• **WHAT NEEDS TO BE DONE**: Render every line of the rows below as a Markdown table with two columns, No. and Line. Number each line and leave out blank lines.

%%

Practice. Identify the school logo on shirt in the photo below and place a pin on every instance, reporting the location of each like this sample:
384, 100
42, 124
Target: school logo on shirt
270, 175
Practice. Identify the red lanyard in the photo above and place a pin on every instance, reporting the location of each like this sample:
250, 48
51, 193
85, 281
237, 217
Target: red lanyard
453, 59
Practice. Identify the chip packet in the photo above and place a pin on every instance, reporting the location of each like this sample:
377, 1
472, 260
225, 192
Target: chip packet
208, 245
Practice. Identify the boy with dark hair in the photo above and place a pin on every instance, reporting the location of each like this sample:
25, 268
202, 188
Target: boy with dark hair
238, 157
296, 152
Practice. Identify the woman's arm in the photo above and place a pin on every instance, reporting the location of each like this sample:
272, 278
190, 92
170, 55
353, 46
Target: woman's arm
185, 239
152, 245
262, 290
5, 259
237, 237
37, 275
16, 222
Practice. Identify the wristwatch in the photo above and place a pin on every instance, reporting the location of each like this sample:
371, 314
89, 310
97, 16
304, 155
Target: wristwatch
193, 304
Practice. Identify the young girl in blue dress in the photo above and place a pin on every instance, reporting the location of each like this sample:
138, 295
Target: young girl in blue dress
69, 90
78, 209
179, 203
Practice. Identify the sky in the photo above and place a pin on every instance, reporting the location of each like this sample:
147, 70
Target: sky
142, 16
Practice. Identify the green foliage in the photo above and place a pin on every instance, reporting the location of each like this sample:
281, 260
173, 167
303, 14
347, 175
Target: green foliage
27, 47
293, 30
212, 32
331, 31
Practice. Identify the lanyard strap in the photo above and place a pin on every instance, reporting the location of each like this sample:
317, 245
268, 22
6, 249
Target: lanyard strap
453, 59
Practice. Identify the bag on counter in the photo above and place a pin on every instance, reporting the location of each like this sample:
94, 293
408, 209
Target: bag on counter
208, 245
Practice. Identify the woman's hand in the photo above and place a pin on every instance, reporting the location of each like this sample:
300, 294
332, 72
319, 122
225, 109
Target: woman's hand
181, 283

%%

• **OUTPUT BELOW**:
| No. | Line |
|---|---|
| 1 | Practice. Identify the school logo on shirt in the photo below and place a pin on every instance, reporting the location of each like this sample: |
| 2 | 384, 100 |
| 3 | 42, 124 |
| 4 | Target: school logo on shirt |
| 5 | 270, 175 |
| 6 | Practice. Identify the red lanyard in the photo above and place a pin on every instance, reporting the location of each like this sample: |
| 7 | 250, 48 |
| 8 | 51, 193 |
| 9 | 85, 281 |
| 10 | 237, 217 |
| 11 | Target: red lanyard |
| 12 | 453, 59 |
| 13 | Practice. Identify the chip packet in the photo above and place a pin on every instance, reporting the location of each like this sample: |
| 14 | 377, 1 |
| 15 | 472, 260 |
| 16 | 225, 192 |
| 17 | Target: chip packet |
| 18 | 208, 245 |
| 19 | Practice. Identify the boy with dark hair in the photo above and place a pin on every instance, reporting the location of each like this sample: |
| 20 | 25, 268 |
| 21 | 202, 188 |
| 22 | Target: boy with dark hair |
| 23 | 238, 157 |
| 24 | 296, 152 |
| 25 | Practice. Identify the woman's arm in the photo above and place a pin on every instance, reporting the location of each like this sample: |
| 26 | 272, 278 |
| 27 | 190, 92 |
| 28 | 170, 55 |
| 29 | 353, 46 |
| 30 | Target: woman's arm |
| 31 | 185, 239 |
| 32 | 152, 245 |
| 33 | 262, 290 |
| 34 | 5, 259 |
| 35 | 237, 237 |
| 36 | 37, 275 |
| 37 | 16, 222 |
| 38 | Practice. Identify the wristwatch in the photo above and place a pin on every instance, reporting the location of each like this sample: |
| 39 | 371, 314 |
| 40 | 89, 310 |
| 41 | 97, 16 |
| 42 | 304, 155 |
| 43 | Target: wristwatch |
| 44 | 193, 304 |
| 45 | Practice. Identify the young girl in blue dress in the photo above and place a pin on every instance, reporting the location of each like this sample: |
| 46 | 138, 295 |
| 47 | Target: young girl in blue dress |
| 48 | 69, 90 |
| 49 | 78, 209 |
| 50 | 179, 203 |
| 51 | Practice. Identify the sky in the photo above and place a pin on every instance, reporting the location of each like this sample: |
| 52 | 147, 70 |
| 53 | Target: sky |
| 54 | 142, 16 |
| 55 | Practice. Identify the green foliage in the photo above and place a pin on every instance, reporting the location of each like this sample: |
| 56 | 281, 260 |
| 57 | 173, 167 |
| 58 | 303, 14 |
| 59 | 347, 175 |
| 60 | Target: green foliage |
| 61 | 27, 47 |
| 62 | 293, 30 |
| 63 | 212, 32 |
| 64 | 331, 31 |
| 65 | Practice. Identify the lanyard strap in the photo above and place a pin on every instance, reporting the location of each like this sample: |
| 66 | 317, 245 |
| 67 | 268, 22 |
| 68 | 6, 249 |
| 69 | Target: lanyard strap |
| 70 | 453, 59 |
| 71 | Practice. Identify the bag on counter in the photo above and place a pin on every instance, reporting the location of each like this sample: |
| 72 | 94, 293 |
| 73 | 408, 209 |
| 74 | Target: bag on counter |
| 75 | 208, 245 |
| 76 | Practice. Identify the woman's hand in the photo above and place a pin on every instance, reporting the location of each like this sample: |
| 77 | 300, 294 |
| 78 | 332, 72 |
| 79 | 319, 122 |
| 80 | 225, 109 |
| 81 | Target: woman's hand |
| 82 | 181, 283 |